┌─ Provided text

Friday 17 June 2005

The miracle of breakfast

There'll never be a perfect breakfast eaten until some man grows arms long enough to stretch down to New Orleans for his coffee and over to Norfolk for his rolls, and reaches up to Vermont and digs a slice of butter out of a spring-house, and then turns over a beehive close to a white clover patch out in Indiana for the rest. Then he'd come pretty close to making a meal on the amber that the gods eat on Mount Olympia.
- O. Henry
Of course, O. Henry wrote those words nearly a century ago.  And he wrote them with a wink.

We need neither long arms nor a big breakfast table to feast on this breakfast of the gods -- we enjoy it now, as O. Henry did then. All that's needed is the division of labour and the freedom to trade; the 'invisible hand' of the market does the rest. As Adam Smith said,
"It is not from the benevolence of the butcher, the brewer or the baker that we expect our dinner, but from their regard to their own self-interest." 
The butcher, the brewer and the baker "direct [their] industry in such a manner as [their] produce may be of the greatest value," and we are the beneficiaries of their labours -- each "intends only his own gain, and he is in this, as in many other cases, led by an invisible hand to promote an end which was no part of his intention." 

There's nothing miraculous about Smith's 'invisible hand,' it is simply the recognition that when each producer trades the fruits of their labour, they each win by that trade.

└─

> [Required work]
**A)** Reproduce the breakfast post between "There's nothing miraculous" and "by that trade.", inclusive.
**B)** Summarize the breakfast post in two sentences.
**C)** Using the breakfast post, decide whether each statement agrees with it, answering yes or no and quoting the deciding words: (i) O. Henry wrote the quoted words nearly a century ago. (ii) The post calls Smith's 'invisible hand' miraculous. (iii) In the Smith quotation, we expect our dinner from the benevolence of the butcher, the brewer or the baker.

┌─ Extracted records

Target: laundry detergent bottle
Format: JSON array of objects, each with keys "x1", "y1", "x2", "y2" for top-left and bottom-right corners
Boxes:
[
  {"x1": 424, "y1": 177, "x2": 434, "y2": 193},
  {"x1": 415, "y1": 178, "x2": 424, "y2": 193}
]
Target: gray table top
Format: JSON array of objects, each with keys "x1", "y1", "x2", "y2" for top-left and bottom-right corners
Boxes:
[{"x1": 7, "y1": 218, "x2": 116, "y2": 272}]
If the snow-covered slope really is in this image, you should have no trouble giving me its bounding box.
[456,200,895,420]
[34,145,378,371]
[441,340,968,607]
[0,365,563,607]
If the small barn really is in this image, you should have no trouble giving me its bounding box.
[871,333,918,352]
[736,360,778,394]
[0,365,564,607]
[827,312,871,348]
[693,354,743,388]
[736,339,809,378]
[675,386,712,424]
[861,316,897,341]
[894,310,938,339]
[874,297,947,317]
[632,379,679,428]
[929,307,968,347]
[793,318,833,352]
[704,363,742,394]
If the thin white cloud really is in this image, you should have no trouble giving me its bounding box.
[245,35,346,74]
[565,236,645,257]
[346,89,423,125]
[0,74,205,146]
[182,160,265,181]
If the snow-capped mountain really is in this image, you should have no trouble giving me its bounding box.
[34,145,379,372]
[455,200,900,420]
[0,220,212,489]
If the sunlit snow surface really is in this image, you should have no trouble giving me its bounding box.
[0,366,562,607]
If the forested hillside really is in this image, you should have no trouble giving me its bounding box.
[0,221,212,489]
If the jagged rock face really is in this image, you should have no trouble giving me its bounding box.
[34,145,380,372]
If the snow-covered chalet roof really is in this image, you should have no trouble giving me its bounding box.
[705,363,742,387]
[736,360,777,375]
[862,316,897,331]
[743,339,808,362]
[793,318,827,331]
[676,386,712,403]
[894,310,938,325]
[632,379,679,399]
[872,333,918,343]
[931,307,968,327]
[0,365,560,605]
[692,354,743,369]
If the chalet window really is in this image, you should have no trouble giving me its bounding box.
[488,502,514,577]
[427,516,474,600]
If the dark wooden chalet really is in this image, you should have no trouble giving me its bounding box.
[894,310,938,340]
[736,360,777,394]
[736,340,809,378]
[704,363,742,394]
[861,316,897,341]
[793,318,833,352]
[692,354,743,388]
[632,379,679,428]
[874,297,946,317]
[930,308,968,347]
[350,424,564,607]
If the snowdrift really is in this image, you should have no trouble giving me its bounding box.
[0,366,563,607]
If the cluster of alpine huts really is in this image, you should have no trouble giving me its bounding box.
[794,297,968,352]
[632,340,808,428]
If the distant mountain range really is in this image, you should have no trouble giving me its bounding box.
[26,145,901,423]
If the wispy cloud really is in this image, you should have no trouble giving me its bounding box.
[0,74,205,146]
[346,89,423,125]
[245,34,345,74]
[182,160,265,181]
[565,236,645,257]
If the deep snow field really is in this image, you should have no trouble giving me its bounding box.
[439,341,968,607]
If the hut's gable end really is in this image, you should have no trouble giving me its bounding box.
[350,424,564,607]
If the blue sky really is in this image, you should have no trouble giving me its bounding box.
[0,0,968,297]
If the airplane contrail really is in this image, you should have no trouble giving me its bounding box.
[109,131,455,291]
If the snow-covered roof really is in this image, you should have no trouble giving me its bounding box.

└─

> [Results]
**A)**
There's nothing miraculous about Smith's 'invisible hand,' it is simply the recognition that when each producer trades the fruits of their labour, they each win by that trade.

**B)** O. Henry joked that a perfect breakfast would need a man with arms long enough to reach New Orleans for coffee, Norfolk for rolls, Vermont for butter and an Indiana beehive for the rest. The post argues that we already enjoy this breakfast through the division of labor and the freedom to trade, as Adam Smith's 'invisible hand' leads self-interested producers such as the butcher, the brewer and the baker to benefit others.

**C)**
(i) Yes: "Of course, O. Henry wrote those words nearly a century ago."
(ii) No: "There's nothing miraculous about Smith's 'invisible hand,'"
(iii) No: "It is not from the benevolence of the butcher, the brewer or the baker that we expect our dinner"